#### REQUIRED WORK:
a: In the Lansing update on Catholic schools, how much did the Diocese of Lansing's student numbers rise this past year?
b: List every item that the Lansing update on Catholic schools names as additional advocacy for Catholic schools.
c: Carry on the Lansing update on Catholic schools from the point where it stops.

---------- GIVEN TEXT ----------

Lansing Update: Act to Oppose Payday Lending, Catholic Schools Week, and more…

In this update:

Catholic Education Takes on Renewed Importance Amid Pandemic Uncertainties

This past week (Jan. 30-Feb. 5) was observed as Catholic Schools Week across the nation, a time to celebrate the important role Catholic schools play in the life of the Church but also in greater society.

The value of a Catholic education has taken on new meaning as the COVID pandemic continues and parents seek the best opportunities for their children's education. Nearly everyone agrees - especially parents -- that in-person learning is the most effective form of learning.

Catholic schools have been known by and large to have kept classrooms in-person through much of the pandemic, a trend that has played out nationally.

With the demand for in-person learning, and Catholic schools stepping up to provide it, perhaps it's no surprise the Archdiocese of Detroit and the Diocese of Lansing announced this week their schools have seen recent enrollment increases.

For the Archdiocese, it reported its enrollment has increased 7% across grade schools over the past two school years and is up 11% since last year. The Diocese of Lansing said its 6% rise in student numbers this past year is the largest year-on-year increase in enrollment for 20 years.

Michigan Catholic Conference (MCC) is dedicated to supporting Catholic schools through engaged public policy advocacy. These efforts include ensuring Catholic schools are equitably awarded federal COVID aid money and supporting legal efforts to reimburse non-public schools for state-imposed health and safety mandates.

MCC is continually working to ensure parents have choices for their children's education, especially Catholic education.Additional advocacy for Catholic schools includes inclusion in state funding for school safety and robotics grants as well as funding college dual enrollment opportunities for Catholic high school students.

MCC also continues to support removing the Article 8, Section 2 "Blaine Amendment" from the Michigan Constitution, a relic of anti-Catholic bigotry from the past and a deterrent to providing all students, especially those from low-income homes, with an excellent education.

---------- ENTRIES SHOWN ----------

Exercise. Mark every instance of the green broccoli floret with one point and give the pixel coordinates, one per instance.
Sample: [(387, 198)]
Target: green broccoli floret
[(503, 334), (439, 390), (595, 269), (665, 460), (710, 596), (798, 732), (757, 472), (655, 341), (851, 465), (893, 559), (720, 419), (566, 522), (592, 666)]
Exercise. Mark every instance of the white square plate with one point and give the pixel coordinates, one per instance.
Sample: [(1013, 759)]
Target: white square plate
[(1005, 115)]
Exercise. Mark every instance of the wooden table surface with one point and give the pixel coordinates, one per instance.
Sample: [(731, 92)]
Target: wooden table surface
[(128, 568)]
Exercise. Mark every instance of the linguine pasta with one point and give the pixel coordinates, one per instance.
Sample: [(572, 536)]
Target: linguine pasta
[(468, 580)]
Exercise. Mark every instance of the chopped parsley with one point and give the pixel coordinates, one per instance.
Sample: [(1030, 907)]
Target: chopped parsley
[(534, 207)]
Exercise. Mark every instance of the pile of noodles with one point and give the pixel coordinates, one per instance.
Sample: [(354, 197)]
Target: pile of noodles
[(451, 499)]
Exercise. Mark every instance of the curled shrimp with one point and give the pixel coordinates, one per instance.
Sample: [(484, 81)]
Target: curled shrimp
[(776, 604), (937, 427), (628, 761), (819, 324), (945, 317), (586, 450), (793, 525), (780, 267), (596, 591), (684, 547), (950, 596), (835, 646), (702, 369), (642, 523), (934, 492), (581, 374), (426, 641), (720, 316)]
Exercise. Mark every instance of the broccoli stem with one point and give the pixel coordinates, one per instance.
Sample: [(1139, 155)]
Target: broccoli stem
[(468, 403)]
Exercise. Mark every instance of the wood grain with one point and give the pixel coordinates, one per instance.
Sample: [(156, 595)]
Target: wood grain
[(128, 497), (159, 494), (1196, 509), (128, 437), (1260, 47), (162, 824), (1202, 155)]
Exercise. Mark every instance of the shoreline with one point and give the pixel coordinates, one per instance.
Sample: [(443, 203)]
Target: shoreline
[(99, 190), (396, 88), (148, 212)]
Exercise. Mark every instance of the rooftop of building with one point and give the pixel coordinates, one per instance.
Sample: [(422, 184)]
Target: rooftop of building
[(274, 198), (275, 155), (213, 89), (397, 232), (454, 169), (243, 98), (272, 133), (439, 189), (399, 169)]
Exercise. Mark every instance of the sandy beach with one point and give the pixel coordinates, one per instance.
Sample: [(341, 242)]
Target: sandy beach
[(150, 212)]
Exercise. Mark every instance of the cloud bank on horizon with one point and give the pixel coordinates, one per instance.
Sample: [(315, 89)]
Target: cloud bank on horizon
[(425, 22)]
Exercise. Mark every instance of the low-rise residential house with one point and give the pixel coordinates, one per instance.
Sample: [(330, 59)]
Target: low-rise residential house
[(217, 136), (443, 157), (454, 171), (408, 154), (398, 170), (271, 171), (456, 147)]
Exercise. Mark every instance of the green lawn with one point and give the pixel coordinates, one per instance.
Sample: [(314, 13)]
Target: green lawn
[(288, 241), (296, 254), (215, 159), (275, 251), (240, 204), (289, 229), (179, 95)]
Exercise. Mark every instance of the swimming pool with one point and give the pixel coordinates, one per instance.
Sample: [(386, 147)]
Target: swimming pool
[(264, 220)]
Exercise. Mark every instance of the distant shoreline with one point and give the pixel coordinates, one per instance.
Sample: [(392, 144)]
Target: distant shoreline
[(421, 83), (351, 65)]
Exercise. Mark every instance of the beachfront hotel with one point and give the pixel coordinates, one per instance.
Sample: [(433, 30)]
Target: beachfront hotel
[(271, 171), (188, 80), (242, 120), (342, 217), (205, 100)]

----------

#### ANSWERS:
a: They rose 6%, the largest year-on-year increase in enrollment for 20 years.

b:
- Inclusion in state funding for school safety grants
- Inclusion in state funding for robotics grants
- Funding college dual enrollment opportunities for Catholic high school students

c:
To recognize Catholic schools and their contributions to education in Michigan, both the Michigan House and Senate adopted resolutions to mark the week. MCC appreciates Senator Kim LaSata (R-Bainbridge Township) and Representative Pamela Hornberger (R-Chesterfield Township) for sponsoring Senate Resolution 103 and House Resolution 220.

Take Action to Oppose Predatory Payday Lending Bill in Next Week's Hearing

Over the past three years, MCC has worked hard to oppose the expansion of predatory lending legislation known as "payday" lending. This legislation harms vulnerable people because of the massive interest rates assessed on borrowers.

Earlier this session, in 2021, House Bill 4004 was introduced to create a new type of loan for up to $2,500 at an interest rate of 132%. Such high interest rate is not only wrong but does nothing to help low-income individuals. There are many other local, low interest loan programs that can help people who are truly in a financial bind.

Next week, a hearing has been scheduled to consider House Bill 4004 in the House Regulatory Reform Committee, set for 10:30 a.m. Tuesday, Feb. 8. We encourage members of the Catholic Advocacy Network to click here to contact state representatives to oppose the bill.

The Catholic Advocacy Network - which includes these weekly updates -- has been instrumental in getting lawmakers to join with us in opposition to this bad legislation, and members of the Catholic Advocacy Network like you have been crucial in holding off a hearing on this bill up until now.

MCC Supports No Taxes on Diapers for Children, Adults

Children's diapers, adult briefs and incontinence pads would no longer be taxed in Michigan, under a pair of bills that moved unanimously out of a House committee this week.

MCC supports House Bill 5611 and House Bill 5612, which would exempt people from having to pay sales and use taxes on adult and children's diapers.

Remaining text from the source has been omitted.